*** Opening of Source records ***

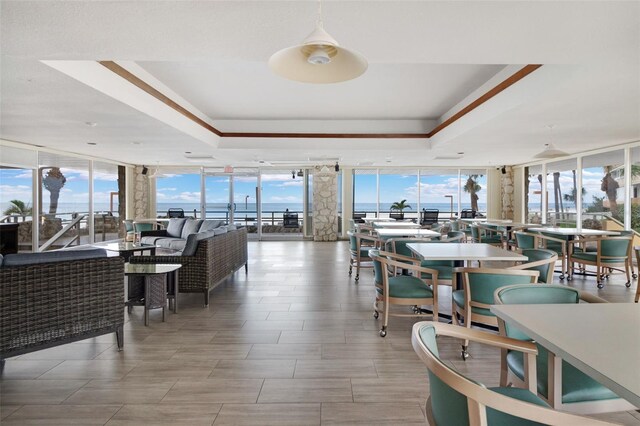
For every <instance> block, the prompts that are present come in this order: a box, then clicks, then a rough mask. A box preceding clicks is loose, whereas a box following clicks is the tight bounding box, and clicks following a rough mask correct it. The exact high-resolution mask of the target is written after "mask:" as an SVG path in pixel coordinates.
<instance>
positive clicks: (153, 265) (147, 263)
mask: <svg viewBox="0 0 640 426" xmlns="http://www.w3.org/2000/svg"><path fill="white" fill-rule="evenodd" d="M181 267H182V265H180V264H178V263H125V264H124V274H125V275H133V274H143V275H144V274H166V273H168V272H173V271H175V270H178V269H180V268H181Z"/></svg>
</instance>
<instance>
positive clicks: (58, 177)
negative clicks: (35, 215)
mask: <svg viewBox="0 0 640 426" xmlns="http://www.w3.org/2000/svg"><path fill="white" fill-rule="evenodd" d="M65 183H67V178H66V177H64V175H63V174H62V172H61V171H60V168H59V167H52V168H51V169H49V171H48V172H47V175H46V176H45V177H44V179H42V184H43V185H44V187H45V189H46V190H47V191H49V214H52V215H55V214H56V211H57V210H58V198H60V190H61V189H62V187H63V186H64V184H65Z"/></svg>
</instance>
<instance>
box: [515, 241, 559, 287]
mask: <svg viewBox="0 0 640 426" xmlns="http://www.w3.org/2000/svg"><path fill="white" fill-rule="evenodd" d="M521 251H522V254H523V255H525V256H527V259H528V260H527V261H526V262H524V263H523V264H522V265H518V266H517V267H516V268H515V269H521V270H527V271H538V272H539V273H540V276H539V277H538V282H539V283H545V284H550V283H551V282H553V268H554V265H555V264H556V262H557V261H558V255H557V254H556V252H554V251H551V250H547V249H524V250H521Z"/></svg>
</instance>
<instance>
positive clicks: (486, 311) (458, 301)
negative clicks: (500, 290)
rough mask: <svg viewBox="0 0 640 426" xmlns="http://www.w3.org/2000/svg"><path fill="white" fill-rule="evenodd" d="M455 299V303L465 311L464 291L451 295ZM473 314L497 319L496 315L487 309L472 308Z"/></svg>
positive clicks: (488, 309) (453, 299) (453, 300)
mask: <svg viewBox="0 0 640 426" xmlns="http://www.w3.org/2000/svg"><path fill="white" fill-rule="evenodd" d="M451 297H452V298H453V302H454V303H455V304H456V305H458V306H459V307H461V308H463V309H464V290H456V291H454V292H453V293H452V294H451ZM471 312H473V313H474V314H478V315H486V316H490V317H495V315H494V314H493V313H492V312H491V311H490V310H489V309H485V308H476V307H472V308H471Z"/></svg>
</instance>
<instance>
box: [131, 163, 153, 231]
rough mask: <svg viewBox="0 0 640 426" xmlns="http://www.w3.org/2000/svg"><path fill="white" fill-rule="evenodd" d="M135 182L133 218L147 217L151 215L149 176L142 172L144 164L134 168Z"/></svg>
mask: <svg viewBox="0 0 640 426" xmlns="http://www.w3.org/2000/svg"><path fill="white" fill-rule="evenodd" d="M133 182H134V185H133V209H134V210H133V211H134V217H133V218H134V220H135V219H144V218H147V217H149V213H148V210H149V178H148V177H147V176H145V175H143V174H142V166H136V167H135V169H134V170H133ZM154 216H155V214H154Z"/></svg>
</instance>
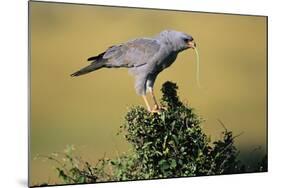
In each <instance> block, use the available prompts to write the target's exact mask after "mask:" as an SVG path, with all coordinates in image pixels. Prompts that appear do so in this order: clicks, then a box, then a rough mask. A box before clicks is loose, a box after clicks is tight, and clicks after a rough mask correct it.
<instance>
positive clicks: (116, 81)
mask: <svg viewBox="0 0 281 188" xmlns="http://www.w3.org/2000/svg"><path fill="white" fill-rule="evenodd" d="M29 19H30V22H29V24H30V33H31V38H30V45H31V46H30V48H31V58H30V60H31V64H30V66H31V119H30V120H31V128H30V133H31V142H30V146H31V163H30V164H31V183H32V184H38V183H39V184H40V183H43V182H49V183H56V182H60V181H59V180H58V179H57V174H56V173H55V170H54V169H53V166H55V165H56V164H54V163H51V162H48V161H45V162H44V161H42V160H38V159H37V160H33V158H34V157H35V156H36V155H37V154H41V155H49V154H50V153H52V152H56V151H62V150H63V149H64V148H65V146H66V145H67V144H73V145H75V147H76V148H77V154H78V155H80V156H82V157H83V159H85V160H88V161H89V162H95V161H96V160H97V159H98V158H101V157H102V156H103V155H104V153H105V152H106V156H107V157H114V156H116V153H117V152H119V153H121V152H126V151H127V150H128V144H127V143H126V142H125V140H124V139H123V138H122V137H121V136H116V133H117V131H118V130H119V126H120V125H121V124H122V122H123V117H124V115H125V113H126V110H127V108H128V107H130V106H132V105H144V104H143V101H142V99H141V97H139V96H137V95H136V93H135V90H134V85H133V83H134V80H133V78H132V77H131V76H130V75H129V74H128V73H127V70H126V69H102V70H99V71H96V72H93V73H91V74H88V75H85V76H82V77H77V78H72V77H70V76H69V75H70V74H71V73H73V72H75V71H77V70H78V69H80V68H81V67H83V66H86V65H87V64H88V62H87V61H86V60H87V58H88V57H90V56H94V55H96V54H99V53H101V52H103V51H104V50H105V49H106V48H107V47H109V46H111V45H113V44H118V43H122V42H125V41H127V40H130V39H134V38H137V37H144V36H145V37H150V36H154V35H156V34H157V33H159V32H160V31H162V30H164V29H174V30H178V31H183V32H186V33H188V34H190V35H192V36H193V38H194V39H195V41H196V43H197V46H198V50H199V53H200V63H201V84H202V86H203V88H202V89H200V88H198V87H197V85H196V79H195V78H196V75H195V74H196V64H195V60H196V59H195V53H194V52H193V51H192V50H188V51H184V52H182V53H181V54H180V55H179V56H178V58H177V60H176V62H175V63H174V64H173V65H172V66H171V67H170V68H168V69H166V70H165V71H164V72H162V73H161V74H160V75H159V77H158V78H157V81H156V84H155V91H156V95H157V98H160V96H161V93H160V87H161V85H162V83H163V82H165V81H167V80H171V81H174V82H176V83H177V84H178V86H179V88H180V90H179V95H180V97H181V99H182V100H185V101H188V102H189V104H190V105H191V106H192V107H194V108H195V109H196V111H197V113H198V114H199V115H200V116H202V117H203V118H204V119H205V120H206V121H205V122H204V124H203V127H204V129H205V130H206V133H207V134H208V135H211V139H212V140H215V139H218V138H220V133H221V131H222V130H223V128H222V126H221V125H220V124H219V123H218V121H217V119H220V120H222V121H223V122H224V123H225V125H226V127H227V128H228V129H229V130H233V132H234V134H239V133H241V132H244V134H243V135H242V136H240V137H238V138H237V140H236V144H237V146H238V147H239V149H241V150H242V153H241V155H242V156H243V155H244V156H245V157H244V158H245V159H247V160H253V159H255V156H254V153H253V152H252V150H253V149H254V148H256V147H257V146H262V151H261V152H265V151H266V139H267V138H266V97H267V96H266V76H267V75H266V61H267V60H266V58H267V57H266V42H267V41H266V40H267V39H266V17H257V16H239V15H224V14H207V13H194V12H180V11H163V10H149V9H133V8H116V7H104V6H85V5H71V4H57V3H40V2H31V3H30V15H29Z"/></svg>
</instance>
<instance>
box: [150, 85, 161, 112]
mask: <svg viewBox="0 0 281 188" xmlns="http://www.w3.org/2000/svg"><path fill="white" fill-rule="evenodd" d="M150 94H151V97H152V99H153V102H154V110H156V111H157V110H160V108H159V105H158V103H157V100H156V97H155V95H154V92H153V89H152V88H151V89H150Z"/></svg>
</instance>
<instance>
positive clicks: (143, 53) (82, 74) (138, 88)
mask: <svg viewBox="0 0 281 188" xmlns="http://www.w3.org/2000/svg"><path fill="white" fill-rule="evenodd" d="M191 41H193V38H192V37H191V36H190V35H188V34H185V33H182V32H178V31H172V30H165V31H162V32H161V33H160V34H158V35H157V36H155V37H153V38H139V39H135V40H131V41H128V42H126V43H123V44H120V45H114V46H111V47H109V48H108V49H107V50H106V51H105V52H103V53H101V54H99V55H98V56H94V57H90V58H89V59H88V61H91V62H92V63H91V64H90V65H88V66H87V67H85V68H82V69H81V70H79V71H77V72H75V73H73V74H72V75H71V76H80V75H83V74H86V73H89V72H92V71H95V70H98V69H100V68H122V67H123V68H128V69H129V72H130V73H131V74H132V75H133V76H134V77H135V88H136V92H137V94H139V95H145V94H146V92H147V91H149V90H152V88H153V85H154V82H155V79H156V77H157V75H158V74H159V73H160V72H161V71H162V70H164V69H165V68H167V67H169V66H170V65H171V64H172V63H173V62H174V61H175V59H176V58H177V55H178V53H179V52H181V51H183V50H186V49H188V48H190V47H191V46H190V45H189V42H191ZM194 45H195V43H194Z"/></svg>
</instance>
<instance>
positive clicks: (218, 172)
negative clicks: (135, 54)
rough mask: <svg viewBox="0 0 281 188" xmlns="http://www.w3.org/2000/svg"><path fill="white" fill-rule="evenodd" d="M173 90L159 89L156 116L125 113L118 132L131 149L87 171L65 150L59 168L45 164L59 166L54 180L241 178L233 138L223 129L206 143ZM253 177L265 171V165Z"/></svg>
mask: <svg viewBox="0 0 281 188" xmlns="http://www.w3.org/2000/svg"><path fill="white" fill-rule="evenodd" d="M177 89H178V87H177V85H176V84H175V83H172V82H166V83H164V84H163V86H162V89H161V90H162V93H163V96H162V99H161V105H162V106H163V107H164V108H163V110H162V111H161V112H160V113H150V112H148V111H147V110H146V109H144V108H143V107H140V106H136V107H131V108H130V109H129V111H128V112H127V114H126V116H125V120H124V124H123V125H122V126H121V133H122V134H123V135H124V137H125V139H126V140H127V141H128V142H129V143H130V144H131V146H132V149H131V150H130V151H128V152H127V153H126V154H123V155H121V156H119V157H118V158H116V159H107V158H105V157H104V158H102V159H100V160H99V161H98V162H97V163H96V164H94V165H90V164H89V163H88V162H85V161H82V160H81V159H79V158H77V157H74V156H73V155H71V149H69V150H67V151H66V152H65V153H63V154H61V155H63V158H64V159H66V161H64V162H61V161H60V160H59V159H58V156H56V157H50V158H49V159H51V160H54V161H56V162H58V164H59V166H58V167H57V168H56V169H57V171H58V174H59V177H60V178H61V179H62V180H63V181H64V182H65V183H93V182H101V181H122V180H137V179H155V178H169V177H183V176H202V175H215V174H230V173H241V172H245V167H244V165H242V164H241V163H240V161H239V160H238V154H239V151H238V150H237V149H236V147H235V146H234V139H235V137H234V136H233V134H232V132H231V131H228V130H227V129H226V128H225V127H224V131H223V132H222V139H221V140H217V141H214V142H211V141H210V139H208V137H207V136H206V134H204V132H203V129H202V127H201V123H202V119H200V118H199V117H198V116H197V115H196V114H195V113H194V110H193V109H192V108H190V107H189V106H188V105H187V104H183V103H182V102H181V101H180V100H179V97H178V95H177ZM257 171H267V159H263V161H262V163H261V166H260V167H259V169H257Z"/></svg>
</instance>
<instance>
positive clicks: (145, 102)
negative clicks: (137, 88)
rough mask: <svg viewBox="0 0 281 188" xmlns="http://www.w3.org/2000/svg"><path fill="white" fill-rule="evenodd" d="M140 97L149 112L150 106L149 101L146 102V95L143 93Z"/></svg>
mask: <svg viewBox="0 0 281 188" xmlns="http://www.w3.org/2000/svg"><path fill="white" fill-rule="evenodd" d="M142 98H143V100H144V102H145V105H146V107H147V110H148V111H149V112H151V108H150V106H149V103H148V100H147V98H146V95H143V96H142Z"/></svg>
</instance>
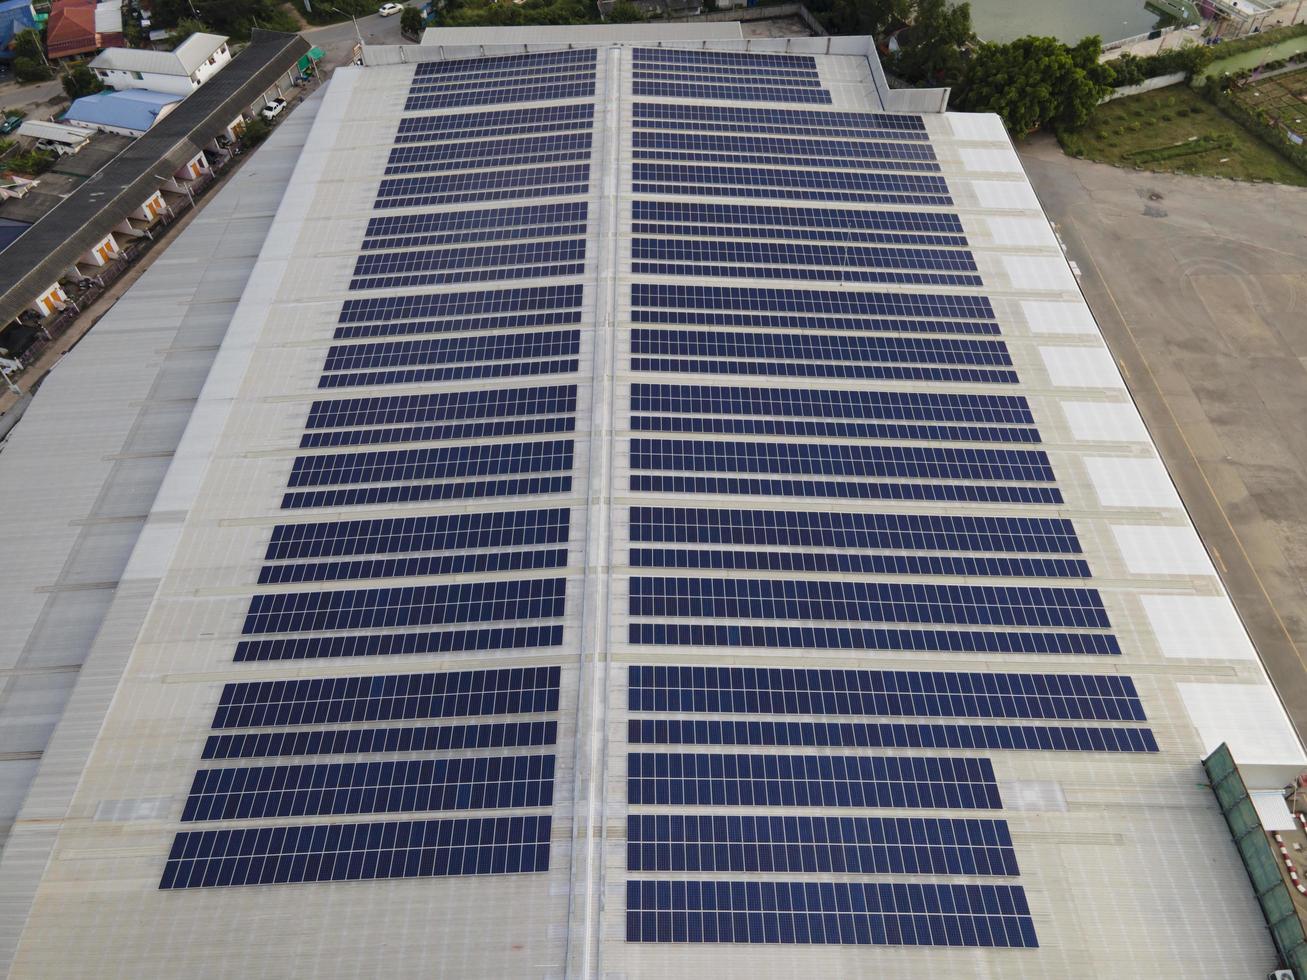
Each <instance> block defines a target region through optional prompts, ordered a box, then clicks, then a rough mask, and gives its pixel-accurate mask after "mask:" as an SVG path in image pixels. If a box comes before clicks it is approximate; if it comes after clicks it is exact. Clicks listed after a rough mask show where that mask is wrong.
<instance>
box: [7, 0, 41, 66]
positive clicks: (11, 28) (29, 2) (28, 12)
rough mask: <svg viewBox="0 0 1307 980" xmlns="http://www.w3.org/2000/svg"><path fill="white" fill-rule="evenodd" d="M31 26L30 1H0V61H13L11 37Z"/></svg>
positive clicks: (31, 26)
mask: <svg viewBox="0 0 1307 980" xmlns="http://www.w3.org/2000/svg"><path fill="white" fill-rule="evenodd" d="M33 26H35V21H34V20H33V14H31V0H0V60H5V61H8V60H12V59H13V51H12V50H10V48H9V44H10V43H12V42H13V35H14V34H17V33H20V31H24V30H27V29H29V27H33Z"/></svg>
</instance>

*** Close of Source records ***

> _Work to complete_
Of the lines above, retype only those from the line containing "box: [150, 85, 161, 112]" through the line containing "negative clicks: (135, 54)", including both, exactly.

> _Task solution_
box: [150, 85, 161, 112]
mask: <svg viewBox="0 0 281 188" xmlns="http://www.w3.org/2000/svg"><path fill="white" fill-rule="evenodd" d="M150 94H151V97H152V99H153V102H154V110H156V111H157V110H160V108H159V105H158V103H157V100H156V97H155V95H154V92H153V89H152V88H151V89H150Z"/></svg>
</instance>
<instance>
positive clicks: (143, 53) (82, 74) (138, 88)
mask: <svg viewBox="0 0 281 188" xmlns="http://www.w3.org/2000/svg"><path fill="white" fill-rule="evenodd" d="M191 41H193V38H192V37H191V36H190V35H188V34H185V33H182V32H178V31H172V30H165V31H162V32H161V33H160V34H158V35H157V36H155V37H153V38H139V39H135V40H131V41H128V42H126V43H123V44H120V45H114V46H111V47H109V48H108V49H107V50H106V51H105V52H103V53H101V54H99V55H98V56H94V57H90V58H89V59H88V61H91V62H92V63H91V64H90V65H88V66H87V67H85V68H82V69H81V70H79V71H77V72H75V73H73V74H72V75H71V76H80V75H83V74H86V73H89V72H92V71H95V70H98V69H100V68H122V67H123V68H128V69H129V72H130V73H131V74H132V75H133V76H134V77H135V88H136V92H137V94H139V95H145V94H146V92H147V91H149V90H152V88H153V85H154V82H155V79H156V77H157V75H158V74H159V73H160V72H161V71H162V70H164V69H165V68H167V67H169V66H170V65H171V64H172V63H173V62H174V61H175V59H176V58H177V55H178V53H179V52H181V51H183V50H186V49H188V48H190V47H191V46H190V45H189V42H191ZM194 45H195V43H194Z"/></svg>
</instance>
<instance>
positive clicks: (218, 172)
negative clicks: (135, 54)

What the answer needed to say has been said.